◆ **PROBLEM TO WORK ON**
Gather every line in the records below that contains the word "statue", matching case exactly, and copy each one out.
===== SOURCE DATA
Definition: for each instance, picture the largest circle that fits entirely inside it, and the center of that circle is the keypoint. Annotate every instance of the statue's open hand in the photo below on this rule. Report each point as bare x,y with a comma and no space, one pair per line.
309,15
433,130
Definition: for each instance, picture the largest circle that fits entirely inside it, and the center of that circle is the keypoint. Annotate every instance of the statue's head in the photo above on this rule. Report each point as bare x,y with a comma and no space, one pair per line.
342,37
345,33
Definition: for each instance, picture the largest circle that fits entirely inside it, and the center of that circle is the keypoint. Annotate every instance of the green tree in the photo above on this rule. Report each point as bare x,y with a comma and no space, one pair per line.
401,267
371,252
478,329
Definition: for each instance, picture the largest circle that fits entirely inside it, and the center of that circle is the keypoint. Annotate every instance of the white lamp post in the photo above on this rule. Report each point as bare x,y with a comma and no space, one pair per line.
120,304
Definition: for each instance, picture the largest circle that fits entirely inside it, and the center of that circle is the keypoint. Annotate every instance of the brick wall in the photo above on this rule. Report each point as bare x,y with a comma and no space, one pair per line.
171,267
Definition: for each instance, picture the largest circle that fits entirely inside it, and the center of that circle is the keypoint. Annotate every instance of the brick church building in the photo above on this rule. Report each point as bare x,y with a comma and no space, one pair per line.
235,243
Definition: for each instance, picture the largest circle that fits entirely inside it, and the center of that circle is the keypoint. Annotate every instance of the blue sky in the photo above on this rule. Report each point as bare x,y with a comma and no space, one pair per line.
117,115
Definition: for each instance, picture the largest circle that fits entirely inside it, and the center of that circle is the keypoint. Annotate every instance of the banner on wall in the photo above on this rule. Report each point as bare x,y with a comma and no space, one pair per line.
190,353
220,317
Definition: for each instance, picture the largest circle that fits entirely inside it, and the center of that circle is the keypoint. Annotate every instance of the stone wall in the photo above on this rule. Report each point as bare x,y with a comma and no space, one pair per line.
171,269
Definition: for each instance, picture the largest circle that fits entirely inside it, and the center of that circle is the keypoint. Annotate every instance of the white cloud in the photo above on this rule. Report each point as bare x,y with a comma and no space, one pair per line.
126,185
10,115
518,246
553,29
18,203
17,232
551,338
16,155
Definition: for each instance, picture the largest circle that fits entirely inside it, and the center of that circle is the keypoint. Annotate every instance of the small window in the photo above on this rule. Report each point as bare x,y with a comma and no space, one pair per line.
==========
===== SOURCE DATA
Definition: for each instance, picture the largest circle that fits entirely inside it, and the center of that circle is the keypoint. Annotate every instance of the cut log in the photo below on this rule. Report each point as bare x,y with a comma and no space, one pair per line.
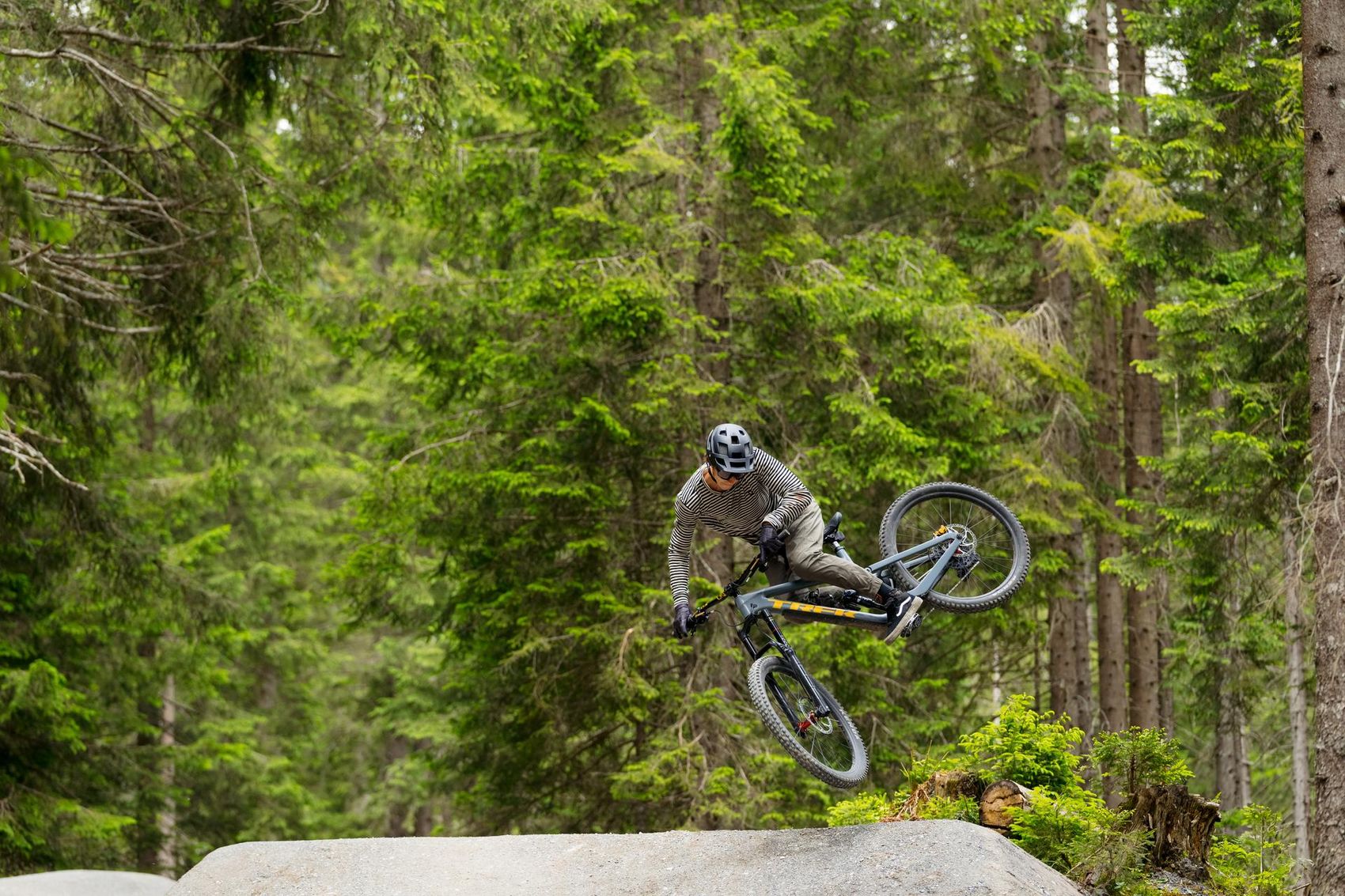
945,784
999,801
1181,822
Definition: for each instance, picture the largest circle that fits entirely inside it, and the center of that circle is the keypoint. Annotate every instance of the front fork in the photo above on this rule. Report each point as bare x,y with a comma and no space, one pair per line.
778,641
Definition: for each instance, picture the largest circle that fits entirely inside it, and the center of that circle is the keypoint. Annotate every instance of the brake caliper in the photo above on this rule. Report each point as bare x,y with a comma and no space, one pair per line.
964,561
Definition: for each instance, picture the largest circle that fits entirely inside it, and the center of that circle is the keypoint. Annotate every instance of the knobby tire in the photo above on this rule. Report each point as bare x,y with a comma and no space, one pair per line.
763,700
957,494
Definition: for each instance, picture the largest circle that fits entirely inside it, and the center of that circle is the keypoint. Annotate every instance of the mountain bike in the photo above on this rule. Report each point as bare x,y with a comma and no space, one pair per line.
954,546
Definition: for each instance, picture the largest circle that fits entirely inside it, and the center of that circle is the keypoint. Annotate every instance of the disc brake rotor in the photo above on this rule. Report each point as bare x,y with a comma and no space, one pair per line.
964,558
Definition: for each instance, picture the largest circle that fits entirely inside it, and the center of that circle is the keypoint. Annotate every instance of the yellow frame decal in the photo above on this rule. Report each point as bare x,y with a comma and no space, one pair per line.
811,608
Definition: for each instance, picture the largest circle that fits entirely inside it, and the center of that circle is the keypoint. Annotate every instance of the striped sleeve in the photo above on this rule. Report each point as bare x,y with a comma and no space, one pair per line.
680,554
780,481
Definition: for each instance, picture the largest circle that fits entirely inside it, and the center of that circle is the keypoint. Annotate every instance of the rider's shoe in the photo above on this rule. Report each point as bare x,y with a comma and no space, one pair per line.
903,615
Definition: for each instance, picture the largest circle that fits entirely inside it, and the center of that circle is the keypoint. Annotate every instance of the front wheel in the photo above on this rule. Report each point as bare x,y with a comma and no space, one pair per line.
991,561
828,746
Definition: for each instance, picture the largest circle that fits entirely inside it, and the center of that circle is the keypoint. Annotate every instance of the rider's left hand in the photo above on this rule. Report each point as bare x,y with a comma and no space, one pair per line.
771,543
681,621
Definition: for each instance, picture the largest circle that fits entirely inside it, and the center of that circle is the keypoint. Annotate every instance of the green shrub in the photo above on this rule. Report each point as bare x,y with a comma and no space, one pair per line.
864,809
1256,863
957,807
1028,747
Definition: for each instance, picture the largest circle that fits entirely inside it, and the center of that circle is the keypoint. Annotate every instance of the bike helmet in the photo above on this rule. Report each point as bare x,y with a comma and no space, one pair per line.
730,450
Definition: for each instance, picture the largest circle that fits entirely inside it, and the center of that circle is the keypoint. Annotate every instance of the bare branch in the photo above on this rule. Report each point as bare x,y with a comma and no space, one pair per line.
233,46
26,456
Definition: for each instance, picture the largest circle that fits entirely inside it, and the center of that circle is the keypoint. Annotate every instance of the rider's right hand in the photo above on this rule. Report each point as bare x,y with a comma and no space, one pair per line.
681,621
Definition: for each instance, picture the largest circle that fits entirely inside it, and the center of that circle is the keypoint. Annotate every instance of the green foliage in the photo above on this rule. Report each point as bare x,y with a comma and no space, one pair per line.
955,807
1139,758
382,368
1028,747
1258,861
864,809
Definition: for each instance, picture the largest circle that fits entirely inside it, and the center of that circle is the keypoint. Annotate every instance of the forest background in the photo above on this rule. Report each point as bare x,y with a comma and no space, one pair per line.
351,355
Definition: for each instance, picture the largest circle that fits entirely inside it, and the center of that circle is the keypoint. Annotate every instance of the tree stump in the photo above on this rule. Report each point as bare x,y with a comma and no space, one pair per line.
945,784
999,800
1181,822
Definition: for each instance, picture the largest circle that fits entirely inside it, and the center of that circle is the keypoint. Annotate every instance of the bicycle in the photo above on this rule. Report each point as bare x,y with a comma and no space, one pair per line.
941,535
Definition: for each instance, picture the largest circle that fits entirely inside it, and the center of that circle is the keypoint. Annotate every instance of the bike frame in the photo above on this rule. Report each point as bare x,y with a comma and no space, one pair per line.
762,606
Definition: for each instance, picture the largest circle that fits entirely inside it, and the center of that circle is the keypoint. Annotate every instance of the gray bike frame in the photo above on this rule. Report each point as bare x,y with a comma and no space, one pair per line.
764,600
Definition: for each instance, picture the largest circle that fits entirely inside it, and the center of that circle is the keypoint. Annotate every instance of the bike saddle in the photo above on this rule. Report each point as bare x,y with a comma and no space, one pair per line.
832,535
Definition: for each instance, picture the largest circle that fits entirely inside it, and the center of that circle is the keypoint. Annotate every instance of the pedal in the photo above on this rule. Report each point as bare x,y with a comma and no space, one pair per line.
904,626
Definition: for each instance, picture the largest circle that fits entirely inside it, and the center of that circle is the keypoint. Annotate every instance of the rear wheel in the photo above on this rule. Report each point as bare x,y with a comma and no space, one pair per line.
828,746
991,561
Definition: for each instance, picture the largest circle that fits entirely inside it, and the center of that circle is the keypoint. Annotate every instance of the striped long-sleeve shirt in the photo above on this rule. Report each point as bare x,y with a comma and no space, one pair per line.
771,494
==========
===== SOURCE DATA
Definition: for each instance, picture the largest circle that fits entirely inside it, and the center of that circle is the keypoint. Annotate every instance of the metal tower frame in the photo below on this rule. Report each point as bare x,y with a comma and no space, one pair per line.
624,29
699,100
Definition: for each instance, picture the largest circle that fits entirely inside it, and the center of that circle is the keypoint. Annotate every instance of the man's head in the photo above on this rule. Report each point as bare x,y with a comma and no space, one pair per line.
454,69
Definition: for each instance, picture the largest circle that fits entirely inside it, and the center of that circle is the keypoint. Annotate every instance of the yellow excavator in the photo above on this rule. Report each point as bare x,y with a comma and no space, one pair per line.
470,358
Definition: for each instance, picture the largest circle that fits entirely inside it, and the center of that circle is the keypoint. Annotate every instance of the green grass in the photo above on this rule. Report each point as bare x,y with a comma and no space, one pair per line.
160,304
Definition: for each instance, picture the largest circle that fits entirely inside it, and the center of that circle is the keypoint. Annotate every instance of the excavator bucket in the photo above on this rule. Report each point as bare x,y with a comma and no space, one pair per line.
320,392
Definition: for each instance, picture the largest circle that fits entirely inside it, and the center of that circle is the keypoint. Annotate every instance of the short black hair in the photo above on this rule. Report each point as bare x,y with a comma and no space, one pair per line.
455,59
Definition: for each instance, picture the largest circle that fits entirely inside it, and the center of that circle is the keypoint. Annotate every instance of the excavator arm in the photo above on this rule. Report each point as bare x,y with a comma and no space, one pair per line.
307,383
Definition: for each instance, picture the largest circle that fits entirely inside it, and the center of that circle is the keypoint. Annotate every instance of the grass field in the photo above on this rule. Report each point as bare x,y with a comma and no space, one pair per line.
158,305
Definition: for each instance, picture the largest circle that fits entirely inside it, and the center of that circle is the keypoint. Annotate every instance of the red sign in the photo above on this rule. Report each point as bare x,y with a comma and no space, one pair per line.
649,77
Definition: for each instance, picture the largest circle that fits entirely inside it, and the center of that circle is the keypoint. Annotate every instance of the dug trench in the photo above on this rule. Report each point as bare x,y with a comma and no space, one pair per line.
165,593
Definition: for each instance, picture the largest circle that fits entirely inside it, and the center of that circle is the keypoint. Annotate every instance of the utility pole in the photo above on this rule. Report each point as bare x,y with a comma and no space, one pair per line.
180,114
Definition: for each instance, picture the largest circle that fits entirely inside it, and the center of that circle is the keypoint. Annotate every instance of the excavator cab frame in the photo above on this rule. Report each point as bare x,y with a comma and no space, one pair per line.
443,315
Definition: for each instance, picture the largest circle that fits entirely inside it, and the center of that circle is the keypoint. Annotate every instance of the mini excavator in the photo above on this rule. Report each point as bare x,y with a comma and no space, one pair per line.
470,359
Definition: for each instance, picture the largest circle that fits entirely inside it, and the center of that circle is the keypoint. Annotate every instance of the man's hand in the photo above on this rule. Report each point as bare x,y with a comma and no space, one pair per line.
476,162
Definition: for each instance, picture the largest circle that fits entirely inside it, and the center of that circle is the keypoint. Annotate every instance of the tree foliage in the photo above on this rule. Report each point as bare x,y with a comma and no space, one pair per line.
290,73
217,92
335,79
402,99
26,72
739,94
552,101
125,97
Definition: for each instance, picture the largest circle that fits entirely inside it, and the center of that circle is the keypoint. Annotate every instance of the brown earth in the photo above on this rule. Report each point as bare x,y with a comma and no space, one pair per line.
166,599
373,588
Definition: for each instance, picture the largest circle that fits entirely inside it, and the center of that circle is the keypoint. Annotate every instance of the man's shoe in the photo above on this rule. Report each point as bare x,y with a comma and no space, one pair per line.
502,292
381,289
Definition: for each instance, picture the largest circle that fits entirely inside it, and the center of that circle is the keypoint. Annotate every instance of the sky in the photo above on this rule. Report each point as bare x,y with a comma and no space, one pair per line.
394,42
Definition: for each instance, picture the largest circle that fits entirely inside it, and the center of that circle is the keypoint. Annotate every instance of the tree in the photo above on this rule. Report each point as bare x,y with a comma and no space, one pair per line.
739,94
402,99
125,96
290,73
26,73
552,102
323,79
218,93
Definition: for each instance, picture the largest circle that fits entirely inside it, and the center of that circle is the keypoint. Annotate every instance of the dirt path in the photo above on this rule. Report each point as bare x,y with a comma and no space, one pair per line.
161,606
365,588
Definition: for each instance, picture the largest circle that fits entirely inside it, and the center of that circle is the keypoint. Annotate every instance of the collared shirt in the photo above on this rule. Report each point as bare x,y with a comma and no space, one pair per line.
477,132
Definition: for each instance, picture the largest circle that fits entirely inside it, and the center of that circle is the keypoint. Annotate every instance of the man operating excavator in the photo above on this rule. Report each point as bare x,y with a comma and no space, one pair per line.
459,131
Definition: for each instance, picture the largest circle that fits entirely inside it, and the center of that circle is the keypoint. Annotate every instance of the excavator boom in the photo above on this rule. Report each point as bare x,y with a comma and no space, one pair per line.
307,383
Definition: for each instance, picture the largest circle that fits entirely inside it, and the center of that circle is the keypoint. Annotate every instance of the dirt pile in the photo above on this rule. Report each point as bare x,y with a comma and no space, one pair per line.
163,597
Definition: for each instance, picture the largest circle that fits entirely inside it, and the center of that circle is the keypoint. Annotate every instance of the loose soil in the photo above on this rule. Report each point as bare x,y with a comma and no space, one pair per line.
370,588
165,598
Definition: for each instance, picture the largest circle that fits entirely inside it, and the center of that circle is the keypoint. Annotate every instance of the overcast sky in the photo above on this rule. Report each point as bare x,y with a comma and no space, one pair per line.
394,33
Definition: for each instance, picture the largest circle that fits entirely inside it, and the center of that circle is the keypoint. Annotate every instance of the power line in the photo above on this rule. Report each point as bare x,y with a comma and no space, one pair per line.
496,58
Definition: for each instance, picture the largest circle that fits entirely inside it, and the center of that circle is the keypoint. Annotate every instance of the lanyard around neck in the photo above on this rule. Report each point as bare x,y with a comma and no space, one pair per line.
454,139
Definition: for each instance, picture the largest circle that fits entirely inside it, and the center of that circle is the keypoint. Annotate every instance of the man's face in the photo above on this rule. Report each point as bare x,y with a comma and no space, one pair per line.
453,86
==========
◆ **FINISHED EXERCISE**
Definition: for each instance, picture the largest circle that fits entirely inside it, and the center of that circle is the keypoint. Annotate every instance of the statue's open hand in the photo below on this rule. Report each point as bare x,y with a comma and no space, one pair per line.
Definition: for each instance, picture the largest circle that fits entirely inside it, and the center of that circle is the keypoint. Annotate every instance of the statue's head in the photo above on this rule. Report each point as bare x,y with a comma and no space, one pair per line.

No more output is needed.